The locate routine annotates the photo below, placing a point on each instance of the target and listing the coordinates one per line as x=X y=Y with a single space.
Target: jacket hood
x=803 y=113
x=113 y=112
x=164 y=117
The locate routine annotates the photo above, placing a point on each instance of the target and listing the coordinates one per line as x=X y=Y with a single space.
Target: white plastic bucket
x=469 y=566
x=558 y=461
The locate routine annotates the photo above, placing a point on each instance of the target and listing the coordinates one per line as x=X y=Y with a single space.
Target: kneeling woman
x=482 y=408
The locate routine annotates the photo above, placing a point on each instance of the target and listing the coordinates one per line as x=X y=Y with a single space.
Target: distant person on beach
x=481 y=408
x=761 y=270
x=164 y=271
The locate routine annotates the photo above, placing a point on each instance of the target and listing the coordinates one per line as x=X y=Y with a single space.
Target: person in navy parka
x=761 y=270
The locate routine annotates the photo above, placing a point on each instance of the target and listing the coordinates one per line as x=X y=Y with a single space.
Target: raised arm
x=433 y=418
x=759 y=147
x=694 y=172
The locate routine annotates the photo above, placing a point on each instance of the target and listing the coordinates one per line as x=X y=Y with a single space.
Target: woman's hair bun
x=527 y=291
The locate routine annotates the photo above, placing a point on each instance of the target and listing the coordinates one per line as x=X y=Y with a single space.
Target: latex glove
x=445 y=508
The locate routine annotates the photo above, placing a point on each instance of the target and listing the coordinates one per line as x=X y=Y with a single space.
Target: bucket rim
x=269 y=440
════════════════
Problem statement -
Write out all of the records above again, switching every "locate routine" to "marking routine" and leaving everything else unchanged.

Final answer -
The marking routine annotates the photo below, placing a point on each instance of the target and listing the coordinates one per line as x=X y=Y with a single space.
Target: jacket hood
x=803 y=113
x=113 y=112
x=164 y=117
The marking routine annotates the photo above, placing a point on each instance of the target and listing the coordinates one per line as x=X y=Y with a single space.
Target: white plastic bucket
x=469 y=566
x=558 y=461
The marking routine annotates the photo above, placing a point on each instance of the target and listing the coordinates one per line as x=X y=Y with a single space.
Target: kneeling woman
x=482 y=408
The marking routine annotates the photo above, placing a point on each instance of the target and listing the coordinates one per line as x=X y=Y with a single space.
Target: distant person on beach
x=481 y=408
x=761 y=270
x=164 y=271
The marking routine annotates the photo above, placing a point on each instance of the target and listing the coordinates one per line as x=X y=Y with a single space.
Target: person in navy parka
x=761 y=270
The marking routine annotates the photo above, placing a point on each instance of the target and listing the coordinates one per line as x=X y=Y with a single space.
Target: raised arm
x=433 y=418
x=759 y=147
x=694 y=172
The marking routine annotates the photo above, placing a point on each instance of the target and listing the coordinates one per line as x=X y=Y with a single space.
Target: woman's hair bun
x=527 y=291
The marking routine annotates the photo above, placing a point on each instance of the target and listing the coordinates one per line as x=X y=Y with a single space.
Target: latex glove
x=445 y=508
The marking routine annotates the photo above, placing a point on each instance of the target and listing the coordinates one per line as x=X y=Y with a single space.
Target: bucket rim
x=269 y=440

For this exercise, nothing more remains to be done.